%%

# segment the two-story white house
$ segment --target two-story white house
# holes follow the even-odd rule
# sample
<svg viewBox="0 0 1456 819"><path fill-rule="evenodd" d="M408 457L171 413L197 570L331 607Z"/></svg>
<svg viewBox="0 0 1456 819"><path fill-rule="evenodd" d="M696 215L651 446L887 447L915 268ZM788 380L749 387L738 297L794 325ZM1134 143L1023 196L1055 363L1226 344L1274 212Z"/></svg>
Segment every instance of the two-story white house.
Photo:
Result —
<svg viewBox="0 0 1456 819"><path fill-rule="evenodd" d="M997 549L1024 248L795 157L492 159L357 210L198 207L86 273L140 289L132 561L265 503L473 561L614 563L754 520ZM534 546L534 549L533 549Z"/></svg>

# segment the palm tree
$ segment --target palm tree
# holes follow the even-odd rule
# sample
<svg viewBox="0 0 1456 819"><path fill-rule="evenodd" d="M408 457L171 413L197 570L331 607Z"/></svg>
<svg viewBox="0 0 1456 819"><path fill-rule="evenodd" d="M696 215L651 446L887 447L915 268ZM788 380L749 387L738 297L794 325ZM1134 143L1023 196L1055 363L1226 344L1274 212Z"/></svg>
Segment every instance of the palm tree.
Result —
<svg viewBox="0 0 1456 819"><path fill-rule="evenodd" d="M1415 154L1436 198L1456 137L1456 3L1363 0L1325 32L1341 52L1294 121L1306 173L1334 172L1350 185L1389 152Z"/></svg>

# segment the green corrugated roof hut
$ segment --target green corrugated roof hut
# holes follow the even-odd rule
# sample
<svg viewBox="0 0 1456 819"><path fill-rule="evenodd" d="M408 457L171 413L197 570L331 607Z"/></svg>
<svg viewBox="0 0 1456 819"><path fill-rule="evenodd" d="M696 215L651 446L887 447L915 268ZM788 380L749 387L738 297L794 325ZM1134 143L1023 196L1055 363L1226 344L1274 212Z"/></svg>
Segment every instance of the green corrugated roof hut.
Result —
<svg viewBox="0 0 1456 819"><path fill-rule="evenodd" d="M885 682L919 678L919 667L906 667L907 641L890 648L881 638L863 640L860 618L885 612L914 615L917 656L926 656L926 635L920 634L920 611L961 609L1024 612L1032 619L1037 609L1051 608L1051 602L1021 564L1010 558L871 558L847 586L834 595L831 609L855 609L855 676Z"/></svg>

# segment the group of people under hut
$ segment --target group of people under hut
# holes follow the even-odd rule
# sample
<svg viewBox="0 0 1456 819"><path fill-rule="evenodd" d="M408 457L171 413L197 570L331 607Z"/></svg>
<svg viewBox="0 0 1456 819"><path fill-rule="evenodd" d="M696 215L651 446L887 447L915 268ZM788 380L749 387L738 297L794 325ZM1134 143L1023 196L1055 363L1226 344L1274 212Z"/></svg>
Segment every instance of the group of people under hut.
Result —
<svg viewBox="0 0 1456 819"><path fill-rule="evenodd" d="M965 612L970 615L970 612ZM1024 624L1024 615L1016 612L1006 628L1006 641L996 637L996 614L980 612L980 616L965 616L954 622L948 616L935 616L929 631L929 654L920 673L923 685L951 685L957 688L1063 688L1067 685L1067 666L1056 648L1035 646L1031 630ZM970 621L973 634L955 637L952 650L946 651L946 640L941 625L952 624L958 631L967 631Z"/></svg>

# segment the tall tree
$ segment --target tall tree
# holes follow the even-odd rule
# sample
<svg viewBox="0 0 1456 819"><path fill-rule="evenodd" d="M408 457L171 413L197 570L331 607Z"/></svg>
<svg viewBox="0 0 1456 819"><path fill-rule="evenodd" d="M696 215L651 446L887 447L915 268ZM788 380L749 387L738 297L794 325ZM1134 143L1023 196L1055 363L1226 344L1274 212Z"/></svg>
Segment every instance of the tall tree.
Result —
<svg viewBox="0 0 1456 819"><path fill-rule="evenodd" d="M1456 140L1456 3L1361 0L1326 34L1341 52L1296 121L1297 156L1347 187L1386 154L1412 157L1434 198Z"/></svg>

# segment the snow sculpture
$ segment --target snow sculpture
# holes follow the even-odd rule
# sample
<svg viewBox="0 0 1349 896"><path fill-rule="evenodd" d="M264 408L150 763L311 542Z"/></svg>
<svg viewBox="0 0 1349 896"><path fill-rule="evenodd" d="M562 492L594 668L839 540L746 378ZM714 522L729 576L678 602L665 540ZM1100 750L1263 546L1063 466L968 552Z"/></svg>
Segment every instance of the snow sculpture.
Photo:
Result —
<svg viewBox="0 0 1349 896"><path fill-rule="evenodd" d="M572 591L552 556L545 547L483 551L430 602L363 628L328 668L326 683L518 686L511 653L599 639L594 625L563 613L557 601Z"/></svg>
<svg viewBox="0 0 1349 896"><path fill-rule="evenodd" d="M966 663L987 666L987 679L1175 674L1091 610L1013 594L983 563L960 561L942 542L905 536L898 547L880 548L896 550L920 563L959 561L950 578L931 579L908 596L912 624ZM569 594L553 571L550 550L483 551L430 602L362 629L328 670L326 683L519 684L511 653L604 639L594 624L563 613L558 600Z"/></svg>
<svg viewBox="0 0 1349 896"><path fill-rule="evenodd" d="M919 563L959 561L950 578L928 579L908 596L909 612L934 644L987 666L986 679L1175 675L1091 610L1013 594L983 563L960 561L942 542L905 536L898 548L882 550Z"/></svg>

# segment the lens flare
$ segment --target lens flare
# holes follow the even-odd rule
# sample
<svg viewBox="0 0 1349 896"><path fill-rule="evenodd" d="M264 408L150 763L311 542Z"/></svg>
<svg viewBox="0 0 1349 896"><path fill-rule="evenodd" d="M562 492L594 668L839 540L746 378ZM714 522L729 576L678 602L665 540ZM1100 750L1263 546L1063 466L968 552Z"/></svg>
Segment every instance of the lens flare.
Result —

%%

* [PROMPT]:
Your task is to retype all of the records exactly.

* [SOLUTION]:
# segment the two-story white house
$ segment --target two-story white house
# holes follow the even-odd rule
# sample
<svg viewBox="0 0 1456 819"><path fill-rule="evenodd" d="M408 457L171 413L197 570L331 607Z"/></svg>
<svg viewBox="0 0 1456 819"><path fill-rule="evenodd" d="M696 215L651 446L887 447L915 268ZM788 380L749 387L738 297L794 325ZM1134 143L1023 196L1055 363L1226 344L1274 212Z"/></svg>
Segment every instance of the two-story white house.
Photo:
Result —
<svg viewBox="0 0 1456 819"><path fill-rule="evenodd" d="M997 549L1024 248L795 157L492 159L357 210L198 207L86 273L140 289L132 561L265 503L473 561L614 563L754 520ZM534 546L534 549L533 549Z"/></svg>

# segment the palm tree
$ segment --target palm tree
# holes follow the even-odd rule
# sample
<svg viewBox="0 0 1456 819"><path fill-rule="evenodd" d="M408 457L171 413L197 570L331 607Z"/></svg>
<svg viewBox="0 0 1456 819"><path fill-rule="evenodd" d="M696 215L651 446L887 447L915 268ZM788 380L749 387L738 297L794 325ZM1134 143L1023 196L1055 363L1226 344L1274 212Z"/></svg>
Segment every instance of the palm tree.
Result —
<svg viewBox="0 0 1456 819"><path fill-rule="evenodd" d="M1415 154L1436 198L1456 137L1456 3L1363 0L1325 32L1341 52L1294 121L1306 173L1334 172L1350 185L1389 152Z"/></svg>

# segment the green corrugated roof hut
$ segment --target green corrugated roof hut
# holes follow the even-odd rule
# sample
<svg viewBox="0 0 1456 819"><path fill-rule="evenodd" d="M408 457L171 413L197 570L331 607Z"/></svg>
<svg viewBox="0 0 1456 819"><path fill-rule="evenodd" d="M696 215L651 446L887 447L915 268ZM788 380L749 387L738 297L794 325ZM1134 143L1023 196L1055 363L1226 344L1274 212Z"/></svg>
Segment every instance of the green corrugated roof hut.
Result —
<svg viewBox="0 0 1456 819"><path fill-rule="evenodd" d="M885 682L919 678L919 667L906 667L907 641L890 648L881 638L863 640L860 618L885 612L914 615L917 656L926 656L926 635L920 634L920 611L961 609L1024 612L1032 619L1037 609L1051 608L1051 602L1021 564L1010 558L871 558L847 586L834 595L831 609L855 609L855 676Z"/></svg>

# segment the group of people under hut
$ segment --target group of people under hut
# holes follow the even-odd rule
# sample
<svg viewBox="0 0 1456 819"><path fill-rule="evenodd" d="M408 457L171 413L197 570L331 607Z"/></svg>
<svg viewBox="0 0 1456 819"><path fill-rule="evenodd" d="M696 215L651 446L887 447L915 268ZM788 380L749 387L738 297L794 325ZM1134 143L1023 196L1055 363L1226 344L1274 212Z"/></svg>
Segment every instance of the group of people under hut.
Result —
<svg viewBox="0 0 1456 819"><path fill-rule="evenodd" d="M965 612L970 615L970 612ZM1024 624L1024 615L1016 612L1006 628L1006 641L996 637L996 614L980 612L980 616L965 616L954 622L948 616L935 616L929 631L929 654L920 673L923 685L951 685L957 688L1063 688L1067 685L1067 666L1056 648L1035 646L1031 630ZM970 621L973 634L955 637L952 650L946 651L946 640L941 625L952 624L958 631L967 631Z"/></svg>

# segment the tall tree
$ segment --target tall tree
# holes follow the even-odd rule
# sample
<svg viewBox="0 0 1456 819"><path fill-rule="evenodd" d="M408 457L171 413L197 570L331 607Z"/></svg>
<svg viewBox="0 0 1456 819"><path fill-rule="evenodd" d="M696 215L651 446L887 447L915 268ZM788 380L749 387L738 297L794 325ZM1134 143L1023 196L1055 363L1226 344L1274 212Z"/></svg>
Segment every instance of the tall tree.
Result —
<svg viewBox="0 0 1456 819"><path fill-rule="evenodd" d="M1456 140L1456 3L1361 0L1326 34L1341 52L1296 121L1297 156L1347 187L1386 154L1412 157L1434 198Z"/></svg>

# segment the snow sculpture
$ segment --target snow sculpture
# holes follow the even-odd rule
# sample
<svg viewBox="0 0 1349 896"><path fill-rule="evenodd" d="M264 408L150 763L311 542Z"/></svg>
<svg viewBox="0 0 1349 896"><path fill-rule="evenodd" d="M562 492L594 668L839 540L746 378ZM714 522L729 576L678 602L665 540ZM1100 750L1263 546L1063 466L968 552Z"/></svg>
Segment every instance of the snow sculpture.
Photo:
Result —
<svg viewBox="0 0 1349 896"><path fill-rule="evenodd" d="M572 591L552 556L545 547L483 551L430 602L363 628L328 668L326 683L518 686L511 653L599 639L594 625L563 613L557 601Z"/></svg>
<svg viewBox="0 0 1349 896"><path fill-rule="evenodd" d="M966 663L987 666L987 679L1175 674L1091 610L1013 594L983 563L960 561L942 542L905 536L898 547L880 548L896 550L920 563L959 561L950 578L931 579L908 596L912 624ZM569 594L553 571L550 550L483 551L430 602L362 629L328 670L326 683L519 684L511 653L604 639L594 624L563 613L558 600Z"/></svg>
<svg viewBox="0 0 1349 896"><path fill-rule="evenodd" d="M919 563L959 561L950 578L928 579L908 596L909 612L934 644L987 666L986 679L1175 675L1091 610L1013 594L983 563L960 561L942 542L905 536L898 548L882 550Z"/></svg>

# segment the lens flare
$ segment --target lens flare
# holes follow the even-odd rule
# sample
<svg viewBox="0 0 1349 896"><path fill-rule="evenodd" d="M264 408L150 763L311 542Z"/></svg>
<svg viewBox="0 0 1349 896"><path fill-rule="evenodd" d="M562 492L594 668L839 540L746 378ZM714 522L729 576L678 602L665 540ZM1100 750L1263 546L1063 466L968 552Z"/></svg>
Segment every instance of the lens flare.
Result —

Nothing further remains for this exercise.